Settle in for a bite
Just up the street from Halibut Point, pull over at Folly Cove and choose a feast in the fish house atmosphere at The Lobster Pool. Coastal classics abound, from fried clams and New England-style chowder to 2-pound samples of the region’s most celebrated crustacean. Best to take a table outdoors and feel - here so close to the big city - like you’re all the way Down East. 329 Granite St., Rock port, 978-546-7808, Daily 11:30 a.m.-8:30 p.m. through November.

See a historic house
The house itself offers history enough, home as it was to Judith Sargent Murray, an early writer and champion of women’s equality, and later to merchants and other notable leaders of Gloucester. Today The Sargent House Museum, a well-preserved example of Georgian architecture, its front door looming on a low hill above the main street, hosts exhibits of the city’s history, as well as paintings by John Singer Sargent, a descendant of Murray. 49 Middle St., Gloucester, 978-281-2432, Friday, Saturday, and Sunday through Oct. 12 with tours from noon to 3.

Take some history home
Those a bit more possessive may do better at the Todd Farm Antiques and Flea Market, which bustles alongside Route 1A in Rowley. Every Sunday more than 200 vendors offer everything from antique cabinets to fishing rods, from vintage toys to things you never even knew you needed. The flea market continues throughout the summer, but busy months are September and October. 285 Main St., Rowley, 978-948-3300, Sundays 5 a.m.-3 p.m. through Nov. 29.

Meander a meadow
Appleton Farms is one of the oldest continuously operating farms in the United States. Today that means small herds of cows and other barnyard animals, and a CSA farm (Community Supported Agriculture) full of vegetables. The center of the sprawling property, managed by the Trustees of Reservations, is the Great Pasture, which still looks like much of New England did after settlers got to work a few centuries ago. The view makes a good backdrop for a leisurely walk. 219 County Road, Ipswich, 978-356-5728, Daily sunrise to sunset.

Some records

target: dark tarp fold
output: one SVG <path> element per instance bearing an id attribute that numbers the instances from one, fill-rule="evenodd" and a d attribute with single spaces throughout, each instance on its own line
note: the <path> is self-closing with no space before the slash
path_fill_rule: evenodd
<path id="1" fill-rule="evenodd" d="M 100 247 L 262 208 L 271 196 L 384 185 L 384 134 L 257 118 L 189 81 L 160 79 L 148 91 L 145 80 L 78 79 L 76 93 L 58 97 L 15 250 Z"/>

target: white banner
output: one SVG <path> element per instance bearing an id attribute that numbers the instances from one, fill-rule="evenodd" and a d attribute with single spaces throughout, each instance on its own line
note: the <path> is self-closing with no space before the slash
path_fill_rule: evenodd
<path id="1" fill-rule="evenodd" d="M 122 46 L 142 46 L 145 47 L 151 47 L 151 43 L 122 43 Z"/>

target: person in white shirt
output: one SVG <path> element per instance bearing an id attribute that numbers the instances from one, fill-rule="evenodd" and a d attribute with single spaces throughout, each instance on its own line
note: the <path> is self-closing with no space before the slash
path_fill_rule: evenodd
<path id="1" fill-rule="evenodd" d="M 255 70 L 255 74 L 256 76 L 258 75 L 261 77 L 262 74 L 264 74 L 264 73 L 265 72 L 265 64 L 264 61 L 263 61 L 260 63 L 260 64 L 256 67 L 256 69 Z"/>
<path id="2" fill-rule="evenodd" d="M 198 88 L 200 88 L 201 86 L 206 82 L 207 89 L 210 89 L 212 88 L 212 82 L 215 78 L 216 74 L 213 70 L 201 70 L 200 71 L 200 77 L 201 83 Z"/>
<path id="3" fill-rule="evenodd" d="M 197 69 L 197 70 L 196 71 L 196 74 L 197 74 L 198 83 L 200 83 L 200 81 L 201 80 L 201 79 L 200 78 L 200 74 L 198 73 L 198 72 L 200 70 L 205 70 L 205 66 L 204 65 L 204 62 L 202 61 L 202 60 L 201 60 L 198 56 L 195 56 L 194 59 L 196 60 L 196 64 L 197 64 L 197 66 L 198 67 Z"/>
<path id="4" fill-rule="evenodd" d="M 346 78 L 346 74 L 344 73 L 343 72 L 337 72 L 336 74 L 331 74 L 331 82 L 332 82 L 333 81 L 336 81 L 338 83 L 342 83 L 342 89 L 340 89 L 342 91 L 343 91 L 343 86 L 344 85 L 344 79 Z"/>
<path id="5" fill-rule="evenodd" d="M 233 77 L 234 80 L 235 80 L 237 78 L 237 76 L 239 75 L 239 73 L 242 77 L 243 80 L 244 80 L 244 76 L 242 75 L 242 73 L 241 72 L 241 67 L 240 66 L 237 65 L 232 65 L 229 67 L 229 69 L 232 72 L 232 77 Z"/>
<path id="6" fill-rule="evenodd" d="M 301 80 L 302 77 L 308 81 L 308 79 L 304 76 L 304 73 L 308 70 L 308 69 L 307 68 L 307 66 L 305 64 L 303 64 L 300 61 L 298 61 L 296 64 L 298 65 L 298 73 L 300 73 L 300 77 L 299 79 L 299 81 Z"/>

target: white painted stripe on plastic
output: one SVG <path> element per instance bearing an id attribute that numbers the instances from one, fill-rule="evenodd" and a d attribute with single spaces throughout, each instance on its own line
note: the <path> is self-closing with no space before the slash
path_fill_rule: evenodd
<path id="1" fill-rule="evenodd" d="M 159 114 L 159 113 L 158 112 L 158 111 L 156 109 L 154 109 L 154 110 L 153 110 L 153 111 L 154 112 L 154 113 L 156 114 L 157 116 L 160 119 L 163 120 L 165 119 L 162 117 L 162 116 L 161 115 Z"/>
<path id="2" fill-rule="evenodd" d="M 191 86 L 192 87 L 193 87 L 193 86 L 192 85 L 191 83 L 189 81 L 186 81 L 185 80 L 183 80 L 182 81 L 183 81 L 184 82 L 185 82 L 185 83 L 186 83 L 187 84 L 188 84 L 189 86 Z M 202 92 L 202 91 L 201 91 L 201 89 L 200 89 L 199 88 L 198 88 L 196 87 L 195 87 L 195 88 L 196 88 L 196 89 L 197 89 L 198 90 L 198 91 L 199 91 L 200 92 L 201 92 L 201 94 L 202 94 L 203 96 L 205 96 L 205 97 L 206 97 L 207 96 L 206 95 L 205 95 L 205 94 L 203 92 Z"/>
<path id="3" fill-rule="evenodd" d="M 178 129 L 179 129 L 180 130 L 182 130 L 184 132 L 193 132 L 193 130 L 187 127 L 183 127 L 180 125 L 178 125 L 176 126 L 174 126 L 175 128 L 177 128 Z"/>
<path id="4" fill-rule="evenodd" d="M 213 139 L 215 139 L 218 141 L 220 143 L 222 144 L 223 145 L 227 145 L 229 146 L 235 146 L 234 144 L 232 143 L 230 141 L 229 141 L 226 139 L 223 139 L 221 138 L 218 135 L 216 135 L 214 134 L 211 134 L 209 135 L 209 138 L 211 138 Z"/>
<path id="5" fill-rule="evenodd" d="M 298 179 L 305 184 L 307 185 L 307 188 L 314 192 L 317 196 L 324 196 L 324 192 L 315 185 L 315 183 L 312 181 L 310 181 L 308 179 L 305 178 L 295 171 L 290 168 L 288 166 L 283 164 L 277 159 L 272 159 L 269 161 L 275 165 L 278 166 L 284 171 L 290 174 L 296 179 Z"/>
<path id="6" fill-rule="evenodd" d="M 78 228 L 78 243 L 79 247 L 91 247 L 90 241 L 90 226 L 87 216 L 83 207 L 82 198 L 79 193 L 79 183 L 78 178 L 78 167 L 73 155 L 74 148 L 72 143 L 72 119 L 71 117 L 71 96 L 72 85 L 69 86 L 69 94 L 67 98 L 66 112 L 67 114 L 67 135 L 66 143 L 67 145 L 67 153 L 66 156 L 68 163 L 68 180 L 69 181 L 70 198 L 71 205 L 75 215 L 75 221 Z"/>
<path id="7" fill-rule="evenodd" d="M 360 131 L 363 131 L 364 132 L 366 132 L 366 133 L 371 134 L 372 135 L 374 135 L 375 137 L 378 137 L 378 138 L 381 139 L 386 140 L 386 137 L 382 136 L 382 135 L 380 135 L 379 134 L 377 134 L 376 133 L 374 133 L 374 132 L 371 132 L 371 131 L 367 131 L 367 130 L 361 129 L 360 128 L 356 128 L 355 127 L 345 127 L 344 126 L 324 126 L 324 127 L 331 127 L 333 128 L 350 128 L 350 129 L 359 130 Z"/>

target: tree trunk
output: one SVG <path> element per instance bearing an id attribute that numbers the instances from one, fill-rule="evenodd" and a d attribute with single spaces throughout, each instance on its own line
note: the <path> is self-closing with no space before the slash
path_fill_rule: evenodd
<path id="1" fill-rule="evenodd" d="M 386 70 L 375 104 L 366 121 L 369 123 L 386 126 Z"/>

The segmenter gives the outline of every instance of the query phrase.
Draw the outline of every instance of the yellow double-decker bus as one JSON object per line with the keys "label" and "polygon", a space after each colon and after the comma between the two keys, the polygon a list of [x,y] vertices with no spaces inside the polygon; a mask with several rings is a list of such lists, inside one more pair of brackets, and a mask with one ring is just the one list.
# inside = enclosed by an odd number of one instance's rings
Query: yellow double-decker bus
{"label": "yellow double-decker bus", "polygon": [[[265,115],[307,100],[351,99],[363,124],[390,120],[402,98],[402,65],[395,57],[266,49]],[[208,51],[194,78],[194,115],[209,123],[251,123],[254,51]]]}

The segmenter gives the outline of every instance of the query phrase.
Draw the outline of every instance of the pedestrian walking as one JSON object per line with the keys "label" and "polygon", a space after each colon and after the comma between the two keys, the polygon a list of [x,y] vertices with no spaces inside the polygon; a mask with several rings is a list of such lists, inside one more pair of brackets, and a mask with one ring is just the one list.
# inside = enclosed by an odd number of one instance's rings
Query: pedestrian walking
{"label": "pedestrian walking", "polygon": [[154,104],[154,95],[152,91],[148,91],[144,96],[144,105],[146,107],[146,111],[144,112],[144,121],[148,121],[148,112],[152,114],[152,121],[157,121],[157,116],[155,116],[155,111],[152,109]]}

TASK SET
[1] In two sentences, summarize the outings guide.
[2] Duplicate everything in the outings guide from "See a historic" down to "from noon to 3.".
You can leave the records aside, since nothing here depends on them.

TASK RESPONSES
[1] The outings guide suggests a meal of coastal classics such as fried clams, chowder and 2-pound servings of the region's most celebrated crustacean at The Lobster Pool near Halibut Point, and a visit to The Sargent House Museum in Gloucester, once home to Judith Sargent Murray. It also points to the Todd Farm Antiques and Flea Market in Rowley, where more than 200 vendors sell every Sunday, and to Appleton Farms in Ipswich, one of the oldest continuously operating farms in the United States, whose Great Pasture makes a good backdrop for a leisurely walk.

[2]
See a historic house
The house itself offers history enough, home as it was to Judith Sargent Murray, an early writer and champion of women’s equality, and later to merchants and other notable leaders of Gloucester. Today The Sargent House Museum, a well-preserved example of Georgian architecture, its front door looming on a low hill above the main street, hosts exhibits of the city’s history, as well as paintings by John Singer Sargent, a descendant of Murray. 49 Middle St., Gloucester, 978-281-2432, Friday, Saturday, and Sunday through Oct. 12 with tours from noon to 3.